▶ [PROBLEM STATEMENT]: Copy every record below exactly as written, but leave out the pictures.
** Begin **
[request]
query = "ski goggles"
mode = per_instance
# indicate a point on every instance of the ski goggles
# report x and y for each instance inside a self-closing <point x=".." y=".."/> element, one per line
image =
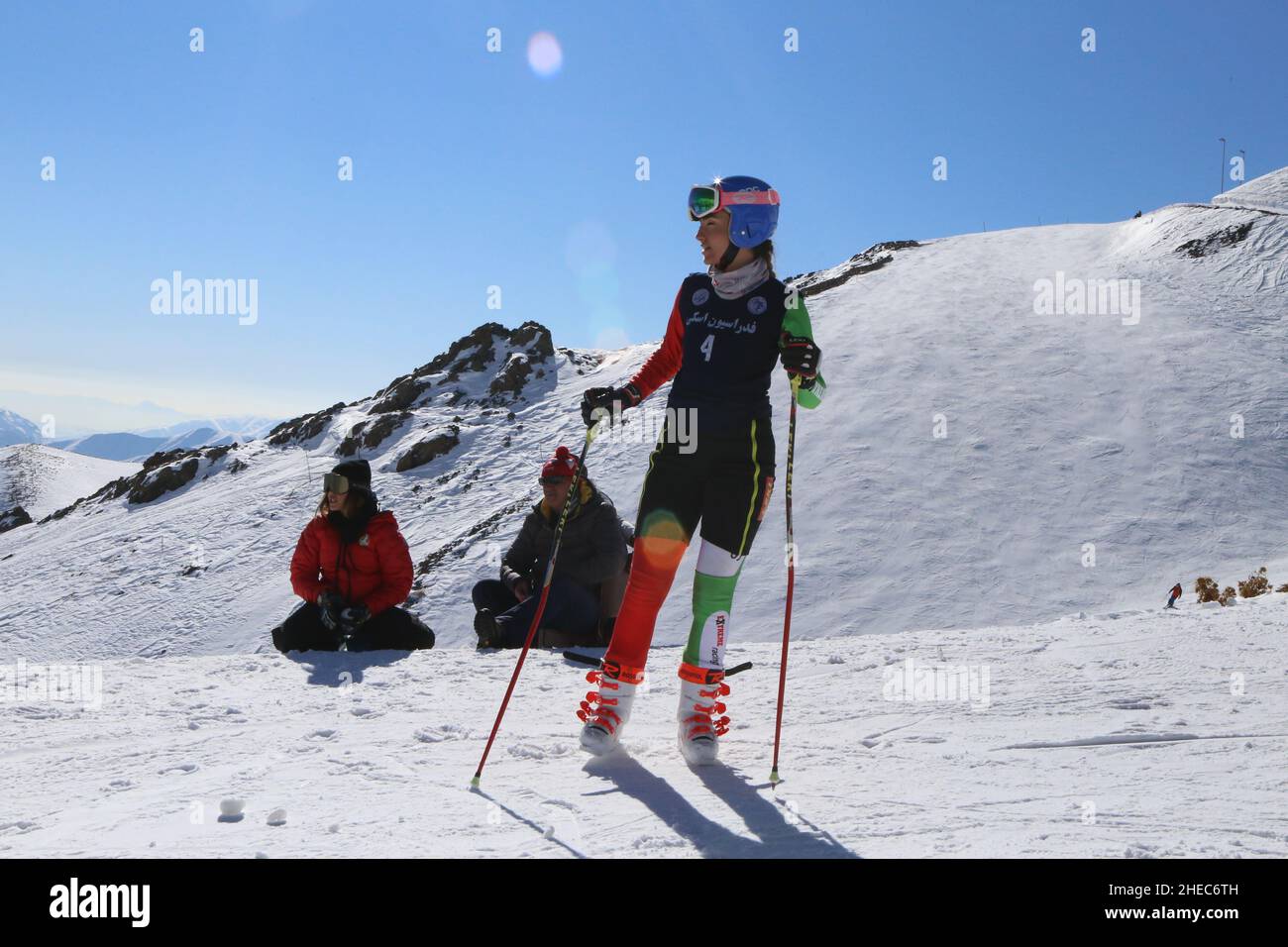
<point x="707" y="198"/>
<point x="335" y="483"/>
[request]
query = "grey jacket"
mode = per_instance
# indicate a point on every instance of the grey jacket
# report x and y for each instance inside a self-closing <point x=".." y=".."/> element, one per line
<point x="592" y="548"/>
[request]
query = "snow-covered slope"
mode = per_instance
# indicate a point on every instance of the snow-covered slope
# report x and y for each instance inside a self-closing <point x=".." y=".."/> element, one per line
<point x="43" y="479"/>
<point x="977" y="462"/>
<point x="1096" y="736"/>
<point x="16" y="429"/>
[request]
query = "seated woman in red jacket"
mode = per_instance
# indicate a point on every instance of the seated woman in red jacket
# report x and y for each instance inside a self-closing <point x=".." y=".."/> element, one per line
** End **
▶ [REPLY]:
[request]
query = "ski goggles"
mode = per_instance
# indicate a point on every instance of the ski goggles
# report x and y for each instance inside a self-closing <point x=".." y=".."/> element, one per line
image =
<point x="707" y="198"/>
<point x="335" y="483"/>
[request]
query = "grey jacket"
mode = per_instance
# indicate a point on every instance of the grey jacket
# report x and y for each instance inside a self-closing <point x=".." y=".."/> element, one per line
<point x="592" y="548"/>
[request]
query = "snow-covered slope"
mode = per_instance
# indicate a point on every instance of the snow-covered slope
# report x and y for each instance inside a self-closing <point x=".." y=".."/> element, one per line
<point x="43" y="479"/>
<point x="977" y="462"/>
<point x="1096" y="736"/>
<point x="16" y="429"/>
[request]
query = "seated woman in red jacket"
mode = per_instance
# indicate a point on every instance of the seated woman in red jacket
# report x and y for each instance inside a self-closing <point x=".." y=".."/> element, one per line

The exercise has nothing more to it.